- Task prompt: Copy out, exactly, the first line of the entries below and every line after it through the one containing "x=148, y=263".

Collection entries
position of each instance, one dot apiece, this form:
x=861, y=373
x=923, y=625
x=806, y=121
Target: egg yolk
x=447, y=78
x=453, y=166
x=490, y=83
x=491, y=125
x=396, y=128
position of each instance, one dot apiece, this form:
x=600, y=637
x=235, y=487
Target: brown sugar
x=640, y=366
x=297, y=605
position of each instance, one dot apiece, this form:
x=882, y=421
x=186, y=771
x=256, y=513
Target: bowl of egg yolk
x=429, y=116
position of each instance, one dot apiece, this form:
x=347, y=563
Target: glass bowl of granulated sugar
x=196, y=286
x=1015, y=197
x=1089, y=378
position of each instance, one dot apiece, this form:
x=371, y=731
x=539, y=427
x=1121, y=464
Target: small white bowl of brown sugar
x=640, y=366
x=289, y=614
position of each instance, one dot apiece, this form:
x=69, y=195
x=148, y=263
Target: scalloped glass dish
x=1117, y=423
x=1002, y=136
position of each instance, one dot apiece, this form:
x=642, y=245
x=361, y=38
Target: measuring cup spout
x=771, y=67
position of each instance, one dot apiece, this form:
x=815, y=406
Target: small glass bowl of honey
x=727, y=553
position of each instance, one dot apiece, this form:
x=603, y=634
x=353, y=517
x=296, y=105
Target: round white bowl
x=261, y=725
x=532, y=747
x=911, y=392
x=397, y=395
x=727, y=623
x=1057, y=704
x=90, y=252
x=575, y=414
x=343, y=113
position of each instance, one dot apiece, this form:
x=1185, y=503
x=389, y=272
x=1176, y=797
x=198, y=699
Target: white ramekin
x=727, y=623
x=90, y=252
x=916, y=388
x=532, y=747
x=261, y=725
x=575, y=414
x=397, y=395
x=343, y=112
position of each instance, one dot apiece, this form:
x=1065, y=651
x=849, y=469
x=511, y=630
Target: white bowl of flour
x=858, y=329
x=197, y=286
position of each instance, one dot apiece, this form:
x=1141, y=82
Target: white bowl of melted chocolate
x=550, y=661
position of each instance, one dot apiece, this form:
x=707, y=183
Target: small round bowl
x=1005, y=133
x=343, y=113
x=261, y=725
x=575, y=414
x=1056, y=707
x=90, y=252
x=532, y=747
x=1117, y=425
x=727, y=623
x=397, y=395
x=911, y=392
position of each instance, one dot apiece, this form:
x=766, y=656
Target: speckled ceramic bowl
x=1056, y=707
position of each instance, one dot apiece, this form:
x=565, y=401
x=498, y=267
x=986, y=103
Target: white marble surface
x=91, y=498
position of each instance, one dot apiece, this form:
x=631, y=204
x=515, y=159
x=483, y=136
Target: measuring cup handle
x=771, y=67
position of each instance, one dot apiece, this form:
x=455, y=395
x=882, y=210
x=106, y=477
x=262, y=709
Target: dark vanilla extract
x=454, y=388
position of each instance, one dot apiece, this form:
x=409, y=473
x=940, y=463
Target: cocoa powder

- Written answer:
position of each instance, one dot apiece, this form:
x=861, y=373
x=923, y=625
x=806, y=121
Target: egg yolk
x=447, y=78
x=453, y=166
x=490, y=83
x=491, y=125
x=396, y=128
position of each instance, one dot apiece, this form:
x=600, y=637
x=235, y=487
Target: brown sugar
x=640, y=366
x=297, y=605
position of each instance, one dot apiece, this form:
x=882, y=421
x=186, y=771
x=256, y=513
Target: bowl of egg yolk
x=429, y=116
position of each instance, one dot apiece, this form:
x=347, y=563
Target: glass bowl of granulated sugar
x=196, y=286
x=1015, y=197
x=1089, y=378
position of each instance, one dot apiece, this form:
x=371, y=731
x=539, y=427
x=1121, y=464
Target: small white bowl of brown sugar
x=640, y=366
x=289, y=614
position of each instance, one dot apiece, this form:
x=69, y=195
x=148, y=263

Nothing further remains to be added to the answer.